- **What to produce**
How many lines in the entries below contain the word "windowsill"? Reply with the number alone.

— Start of Working data —

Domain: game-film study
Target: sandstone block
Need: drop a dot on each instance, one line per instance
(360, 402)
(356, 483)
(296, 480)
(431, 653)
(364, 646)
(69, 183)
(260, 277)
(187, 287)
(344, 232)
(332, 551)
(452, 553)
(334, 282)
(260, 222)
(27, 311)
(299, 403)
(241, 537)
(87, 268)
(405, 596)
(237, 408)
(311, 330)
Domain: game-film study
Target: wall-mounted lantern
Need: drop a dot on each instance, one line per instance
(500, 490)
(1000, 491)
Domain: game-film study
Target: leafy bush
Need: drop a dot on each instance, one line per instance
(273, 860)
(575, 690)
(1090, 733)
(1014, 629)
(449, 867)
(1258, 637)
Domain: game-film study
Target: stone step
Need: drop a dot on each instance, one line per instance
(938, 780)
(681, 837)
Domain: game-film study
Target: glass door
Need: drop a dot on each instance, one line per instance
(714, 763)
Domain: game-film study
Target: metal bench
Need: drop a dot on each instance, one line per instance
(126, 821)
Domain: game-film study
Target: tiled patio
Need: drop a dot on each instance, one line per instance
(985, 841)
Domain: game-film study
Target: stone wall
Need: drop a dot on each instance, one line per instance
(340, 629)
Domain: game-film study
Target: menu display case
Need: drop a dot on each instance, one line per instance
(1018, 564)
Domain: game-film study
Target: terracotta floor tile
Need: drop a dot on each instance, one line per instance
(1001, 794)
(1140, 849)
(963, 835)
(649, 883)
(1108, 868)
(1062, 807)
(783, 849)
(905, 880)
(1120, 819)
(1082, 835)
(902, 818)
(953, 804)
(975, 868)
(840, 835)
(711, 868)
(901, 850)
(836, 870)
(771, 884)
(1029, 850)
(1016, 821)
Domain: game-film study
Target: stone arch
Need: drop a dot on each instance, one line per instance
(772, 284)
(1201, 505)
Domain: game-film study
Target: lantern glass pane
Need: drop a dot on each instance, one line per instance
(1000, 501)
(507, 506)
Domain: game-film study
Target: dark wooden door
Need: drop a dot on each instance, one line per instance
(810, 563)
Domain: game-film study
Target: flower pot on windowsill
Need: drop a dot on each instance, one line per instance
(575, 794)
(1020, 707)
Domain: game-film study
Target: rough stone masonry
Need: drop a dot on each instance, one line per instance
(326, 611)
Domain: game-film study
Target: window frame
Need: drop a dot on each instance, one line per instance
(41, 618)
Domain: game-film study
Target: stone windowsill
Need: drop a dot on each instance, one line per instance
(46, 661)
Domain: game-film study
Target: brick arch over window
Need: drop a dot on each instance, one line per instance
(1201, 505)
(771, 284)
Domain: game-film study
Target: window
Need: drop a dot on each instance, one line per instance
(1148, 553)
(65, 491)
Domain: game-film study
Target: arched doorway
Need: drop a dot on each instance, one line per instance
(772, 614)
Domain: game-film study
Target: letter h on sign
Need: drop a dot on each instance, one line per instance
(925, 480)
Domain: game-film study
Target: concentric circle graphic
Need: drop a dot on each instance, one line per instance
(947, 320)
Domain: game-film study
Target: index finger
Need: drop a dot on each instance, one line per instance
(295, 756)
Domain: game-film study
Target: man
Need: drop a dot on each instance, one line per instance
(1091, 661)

— End of Working data —

- **Result**
2